◆ **To do**: Quote exactly and only this range of lines in the data below: the line that holds "of the woman" to the line that holds "of the haze", both included.

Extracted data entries
● ● ●
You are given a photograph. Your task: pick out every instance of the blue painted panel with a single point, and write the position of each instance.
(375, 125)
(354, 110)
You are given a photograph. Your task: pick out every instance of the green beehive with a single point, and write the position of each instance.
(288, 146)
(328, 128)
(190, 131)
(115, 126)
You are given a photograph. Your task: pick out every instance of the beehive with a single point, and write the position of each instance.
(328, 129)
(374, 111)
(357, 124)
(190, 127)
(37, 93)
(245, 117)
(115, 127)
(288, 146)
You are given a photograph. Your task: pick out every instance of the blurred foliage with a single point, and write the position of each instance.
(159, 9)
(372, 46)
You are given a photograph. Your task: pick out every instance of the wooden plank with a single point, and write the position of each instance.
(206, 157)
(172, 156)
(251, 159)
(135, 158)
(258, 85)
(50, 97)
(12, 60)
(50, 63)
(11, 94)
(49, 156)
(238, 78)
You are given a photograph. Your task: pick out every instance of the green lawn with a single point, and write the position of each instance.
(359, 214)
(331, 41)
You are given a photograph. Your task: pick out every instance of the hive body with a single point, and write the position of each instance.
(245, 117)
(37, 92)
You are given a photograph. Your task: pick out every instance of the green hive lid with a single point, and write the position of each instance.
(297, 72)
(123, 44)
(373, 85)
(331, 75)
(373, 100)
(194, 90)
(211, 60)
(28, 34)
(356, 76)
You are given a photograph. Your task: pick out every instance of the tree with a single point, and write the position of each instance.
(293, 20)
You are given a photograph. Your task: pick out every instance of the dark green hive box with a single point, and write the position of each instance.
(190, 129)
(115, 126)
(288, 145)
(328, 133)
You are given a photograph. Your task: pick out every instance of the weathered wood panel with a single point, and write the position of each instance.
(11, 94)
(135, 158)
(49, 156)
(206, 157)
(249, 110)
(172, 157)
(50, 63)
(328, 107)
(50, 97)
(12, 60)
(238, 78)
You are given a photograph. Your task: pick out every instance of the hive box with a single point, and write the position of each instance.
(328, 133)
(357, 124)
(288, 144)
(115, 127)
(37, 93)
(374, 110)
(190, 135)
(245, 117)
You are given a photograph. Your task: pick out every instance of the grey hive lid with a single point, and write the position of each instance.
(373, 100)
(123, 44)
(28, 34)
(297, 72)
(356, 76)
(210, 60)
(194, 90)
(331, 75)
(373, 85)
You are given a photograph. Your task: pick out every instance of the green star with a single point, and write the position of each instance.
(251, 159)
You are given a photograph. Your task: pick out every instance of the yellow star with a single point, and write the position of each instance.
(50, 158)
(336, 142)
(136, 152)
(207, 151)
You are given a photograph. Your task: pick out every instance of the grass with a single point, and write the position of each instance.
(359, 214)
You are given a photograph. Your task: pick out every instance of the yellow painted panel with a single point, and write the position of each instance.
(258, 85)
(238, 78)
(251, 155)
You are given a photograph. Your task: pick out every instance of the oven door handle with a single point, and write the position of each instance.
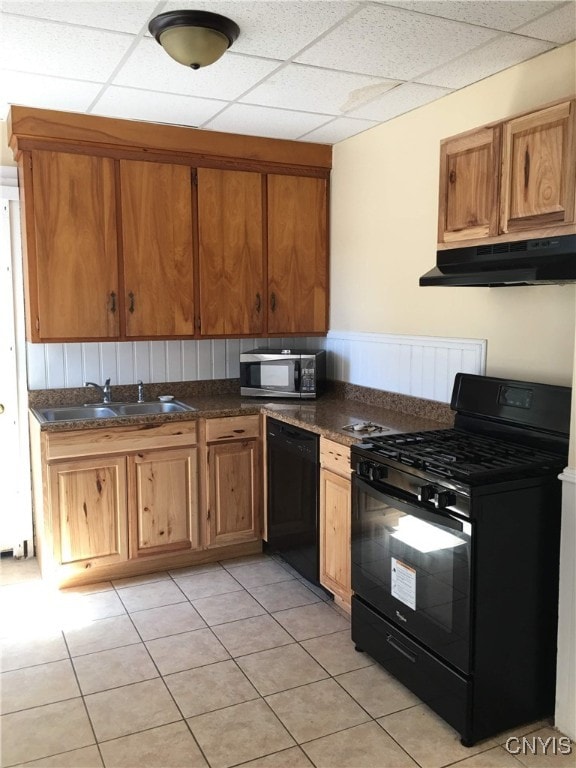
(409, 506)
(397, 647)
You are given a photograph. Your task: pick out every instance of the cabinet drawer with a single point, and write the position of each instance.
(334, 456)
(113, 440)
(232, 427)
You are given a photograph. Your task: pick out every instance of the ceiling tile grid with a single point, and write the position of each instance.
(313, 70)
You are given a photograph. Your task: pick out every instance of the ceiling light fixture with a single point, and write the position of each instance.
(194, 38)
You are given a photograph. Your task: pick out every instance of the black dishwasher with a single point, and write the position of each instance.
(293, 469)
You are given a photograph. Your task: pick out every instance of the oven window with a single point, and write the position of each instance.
● ● ●
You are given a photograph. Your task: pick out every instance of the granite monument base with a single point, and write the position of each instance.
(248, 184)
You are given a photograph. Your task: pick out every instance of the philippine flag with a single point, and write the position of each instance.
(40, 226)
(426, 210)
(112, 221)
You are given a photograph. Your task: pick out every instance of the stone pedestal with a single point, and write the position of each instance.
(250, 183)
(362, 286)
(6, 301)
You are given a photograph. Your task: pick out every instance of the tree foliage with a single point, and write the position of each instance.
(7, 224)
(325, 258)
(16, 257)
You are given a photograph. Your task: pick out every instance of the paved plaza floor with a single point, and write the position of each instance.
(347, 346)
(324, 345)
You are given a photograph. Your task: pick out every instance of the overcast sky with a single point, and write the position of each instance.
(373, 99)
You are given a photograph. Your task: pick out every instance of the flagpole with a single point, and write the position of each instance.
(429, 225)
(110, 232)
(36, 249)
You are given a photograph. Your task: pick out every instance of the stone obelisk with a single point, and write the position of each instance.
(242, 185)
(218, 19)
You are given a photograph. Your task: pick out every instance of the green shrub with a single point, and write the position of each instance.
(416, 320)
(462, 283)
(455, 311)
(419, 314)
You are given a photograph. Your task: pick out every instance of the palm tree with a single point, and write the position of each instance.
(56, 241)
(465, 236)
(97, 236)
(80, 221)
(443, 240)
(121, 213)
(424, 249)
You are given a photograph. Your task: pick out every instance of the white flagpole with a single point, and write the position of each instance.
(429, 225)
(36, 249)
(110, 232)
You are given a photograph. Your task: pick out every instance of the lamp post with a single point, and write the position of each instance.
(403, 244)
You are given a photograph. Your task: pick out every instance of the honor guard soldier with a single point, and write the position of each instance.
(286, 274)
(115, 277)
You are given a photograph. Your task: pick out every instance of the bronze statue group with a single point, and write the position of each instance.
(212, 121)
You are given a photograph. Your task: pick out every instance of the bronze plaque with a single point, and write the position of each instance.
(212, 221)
● ● ●
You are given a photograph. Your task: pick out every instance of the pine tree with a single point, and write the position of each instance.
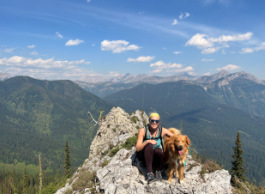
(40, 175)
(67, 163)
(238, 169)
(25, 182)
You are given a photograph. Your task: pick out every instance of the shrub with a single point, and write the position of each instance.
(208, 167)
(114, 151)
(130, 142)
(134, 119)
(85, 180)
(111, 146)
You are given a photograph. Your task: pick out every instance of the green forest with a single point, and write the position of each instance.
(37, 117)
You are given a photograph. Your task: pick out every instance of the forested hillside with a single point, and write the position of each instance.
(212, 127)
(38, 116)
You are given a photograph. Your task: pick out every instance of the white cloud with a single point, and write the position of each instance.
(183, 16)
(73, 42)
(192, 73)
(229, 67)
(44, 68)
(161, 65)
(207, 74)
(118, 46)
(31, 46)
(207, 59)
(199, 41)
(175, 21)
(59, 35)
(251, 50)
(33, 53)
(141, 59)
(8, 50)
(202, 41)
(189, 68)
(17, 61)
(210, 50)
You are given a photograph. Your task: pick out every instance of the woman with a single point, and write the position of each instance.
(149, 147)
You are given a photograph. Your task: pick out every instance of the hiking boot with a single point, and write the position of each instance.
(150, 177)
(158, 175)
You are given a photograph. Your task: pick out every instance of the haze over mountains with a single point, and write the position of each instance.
● ● ●
◆ **Task response**:
You are given a photograph. Your task: pick out every instance of the woman with a single point, and write the position of each instance.
(149, 147)
You are given a photograph. Your task: pick out every instance of the hiking boot with a single point, and write the position of each instance.
(150, 177)
(158, 175)
You are given a photograph. Your task: pick out every instance of the haze over mountains with a single point, and write the position of each instance.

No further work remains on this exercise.